*Source passage*.
-*-

     Then I fell down the stairs and fractured my spine, but they said it wasnt fractured at first, so I walked round for 2 years in even more pain till I was numb from my waist down one morning, then they said oh dear your back was fractured after all. I then had to have major spinal reconstruction, 12months off, and returned to work with now 2 sticks and a mobility scooter for distance. I have had to change my role and move departments. They provided an up down desk and a personolized chair but getting through heavy nhs fire doors is so hard. Our occupational health department is up a steep slope that's not regulation gradient with the most awkward 3 doors to get through at the top. Once in the department, its corridor is only just wide enough for my scooter and I block of anyone passing, truly ridicules for an occupational health department to be virtually inaccessible.
    Working with visible disability is tough enough, add in those hidden disabilities and relevant symptoms and its truly a cocktail for only the most strong willed of us worriers to battle through.

    My Admiration goes out to all those dissability worriers, out there, be it visible and hidden. 


  • Ram
    Ram Community member Posts: 40 Pioneering
    This seems like an important topic for lots of disabled people. I completely agree about having to struggle with the built environment. I frequently have to make 'choices' about crutches or wheelchair based on accessibility, not what my body ideally needs. I wish there was a requirement to try things out with mobility equipment.
  • tamidavis
    tamidavis Community member Posts: 14 Connected
    Hi @Ram

    This was an amazing read and I would just like to personally thank you for writing this and contributing to Scope in such a eye-opening way!

    Best,
    Tami
  • Ram
    Ram Community member Posts: 40 Pioneering
    Thanks so much @tamidavis for your comments. The 
  • debbiedo49
    debbiedo49 Community member Posts: 2,904 Disability Gamechanger
    I didn’t tell my Line manager until I needed to about my health issues as the occupational health department passed me as fit to work and is confidential. I have to build up trust in people before I can tell them if it’s appropriate or necessary as I fear being treated differently. This has always been a sensitive spot for me and when I did tell her she was good. However, I’m on a temp contract and I worry whether it will be renewed in March as it crosses my mind that I can be let go much easier. I don’t tell my colleagues about my health issues as there is no need to and I dong trust them not to gossip. Not everyone understands and you earn my trust before I will tell you. I have had reasonable adjustments made after sickness absense which was not related to my issues but was clarified anyway. I was recently offered a slight increase in my hours so I do worry unnecessarily at times about my own worth in the workplace. 
  • Craftyvix
    Craftyvix Community member Posts: 1 Listener
    My disability is hidden from most of my patients. Some of my workmates are still unaware of how it can affect me. I successfully work 3 and a half days a week but often can't function on my days off. I recently had a patient who uses a wheelchair suggest our workplace discriminated against disabled people because our desk does not have a lowered section due to the size of the room. We take paperwork to her and I make an effort to arrange the surgery to accomodate her needs. She was actually stunned that I was disabled as well. There are several people that have the same condition as me and we often chat about it. They often need specialist care. It can be very upsetting to see them when they are physically deteriorating. I worry it will be next.
  • Ram
    Ram Community member Posts: 40 Pioneering
    I think those 'recovery days' can be difficult to cope with. It's hard not to feel like they are wasted time even though they are so necessary.
  • Ram
    Ram Community member Posts: 40 Pioneering
    Deciding what to share with people at work is a really tough decision.

-*-

Collected data
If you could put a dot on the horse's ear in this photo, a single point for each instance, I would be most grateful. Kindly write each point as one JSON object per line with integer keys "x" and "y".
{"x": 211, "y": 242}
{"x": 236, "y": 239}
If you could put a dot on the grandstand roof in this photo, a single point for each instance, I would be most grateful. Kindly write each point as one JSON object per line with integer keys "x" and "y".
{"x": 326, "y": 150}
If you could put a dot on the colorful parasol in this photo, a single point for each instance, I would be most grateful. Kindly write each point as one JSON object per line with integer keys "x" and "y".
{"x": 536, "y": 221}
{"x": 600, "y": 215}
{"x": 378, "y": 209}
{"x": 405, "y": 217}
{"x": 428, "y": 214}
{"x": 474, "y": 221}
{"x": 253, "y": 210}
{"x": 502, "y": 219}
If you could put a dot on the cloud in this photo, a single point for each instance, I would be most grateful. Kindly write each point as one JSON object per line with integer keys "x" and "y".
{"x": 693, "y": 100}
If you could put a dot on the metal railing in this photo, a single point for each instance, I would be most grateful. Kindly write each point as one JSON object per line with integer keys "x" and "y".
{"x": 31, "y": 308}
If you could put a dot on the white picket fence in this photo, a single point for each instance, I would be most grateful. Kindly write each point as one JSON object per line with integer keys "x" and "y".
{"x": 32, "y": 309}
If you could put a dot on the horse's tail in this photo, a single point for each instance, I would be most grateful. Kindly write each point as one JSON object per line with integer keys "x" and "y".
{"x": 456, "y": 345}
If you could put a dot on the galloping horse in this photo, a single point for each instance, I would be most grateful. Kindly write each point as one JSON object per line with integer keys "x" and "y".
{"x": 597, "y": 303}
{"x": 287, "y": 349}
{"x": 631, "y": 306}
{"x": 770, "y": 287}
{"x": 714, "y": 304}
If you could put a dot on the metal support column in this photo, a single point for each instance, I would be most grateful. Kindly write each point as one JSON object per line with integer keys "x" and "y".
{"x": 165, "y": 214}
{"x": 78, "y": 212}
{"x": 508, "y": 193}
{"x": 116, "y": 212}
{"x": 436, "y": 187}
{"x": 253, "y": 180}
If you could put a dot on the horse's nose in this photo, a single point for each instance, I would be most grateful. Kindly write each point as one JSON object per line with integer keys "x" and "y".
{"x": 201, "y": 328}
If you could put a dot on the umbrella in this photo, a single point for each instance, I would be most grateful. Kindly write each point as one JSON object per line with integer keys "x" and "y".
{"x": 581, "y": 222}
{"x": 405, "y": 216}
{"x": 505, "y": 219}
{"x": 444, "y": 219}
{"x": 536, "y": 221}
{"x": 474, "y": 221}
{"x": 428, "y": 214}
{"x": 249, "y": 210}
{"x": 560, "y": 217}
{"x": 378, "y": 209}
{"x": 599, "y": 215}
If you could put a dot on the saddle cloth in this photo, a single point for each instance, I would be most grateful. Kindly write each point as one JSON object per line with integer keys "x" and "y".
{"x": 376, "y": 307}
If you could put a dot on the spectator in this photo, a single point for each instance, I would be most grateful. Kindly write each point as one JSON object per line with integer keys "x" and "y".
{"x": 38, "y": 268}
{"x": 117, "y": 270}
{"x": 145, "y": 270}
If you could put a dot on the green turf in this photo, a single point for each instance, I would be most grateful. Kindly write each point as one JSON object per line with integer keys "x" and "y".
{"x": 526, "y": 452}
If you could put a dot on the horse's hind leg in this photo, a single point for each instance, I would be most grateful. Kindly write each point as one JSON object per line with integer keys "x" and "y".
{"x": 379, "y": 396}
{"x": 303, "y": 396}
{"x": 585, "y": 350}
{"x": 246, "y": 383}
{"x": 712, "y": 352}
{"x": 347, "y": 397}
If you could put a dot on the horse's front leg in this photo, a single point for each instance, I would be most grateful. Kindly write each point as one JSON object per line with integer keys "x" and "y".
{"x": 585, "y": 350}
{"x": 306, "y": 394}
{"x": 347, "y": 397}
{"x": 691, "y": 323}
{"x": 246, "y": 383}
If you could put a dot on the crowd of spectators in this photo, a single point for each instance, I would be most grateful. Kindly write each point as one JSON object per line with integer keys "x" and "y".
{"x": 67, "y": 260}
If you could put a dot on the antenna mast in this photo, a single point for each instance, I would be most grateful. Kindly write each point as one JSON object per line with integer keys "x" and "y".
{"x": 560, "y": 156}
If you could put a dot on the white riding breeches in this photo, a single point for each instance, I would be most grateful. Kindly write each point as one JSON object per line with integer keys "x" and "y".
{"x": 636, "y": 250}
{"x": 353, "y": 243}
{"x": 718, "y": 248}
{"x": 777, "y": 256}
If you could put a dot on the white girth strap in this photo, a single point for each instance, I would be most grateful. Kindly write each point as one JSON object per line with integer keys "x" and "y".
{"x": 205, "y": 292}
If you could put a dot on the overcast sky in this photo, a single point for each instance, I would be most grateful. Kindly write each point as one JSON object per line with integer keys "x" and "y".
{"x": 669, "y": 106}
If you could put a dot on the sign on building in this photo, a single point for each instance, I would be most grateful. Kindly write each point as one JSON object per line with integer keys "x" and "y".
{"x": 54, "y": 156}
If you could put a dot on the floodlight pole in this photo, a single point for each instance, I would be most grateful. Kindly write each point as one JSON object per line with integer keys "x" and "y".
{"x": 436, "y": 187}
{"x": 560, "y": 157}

-*-

*Instructions for the task*. List every distinct username shown above a post in the forum thread on working with a disability, giving each name once. The collected data has no connection to the forum thread above.

*Reply to the exercise*. Ram, tamidavis, debbiedo49, Craftyvix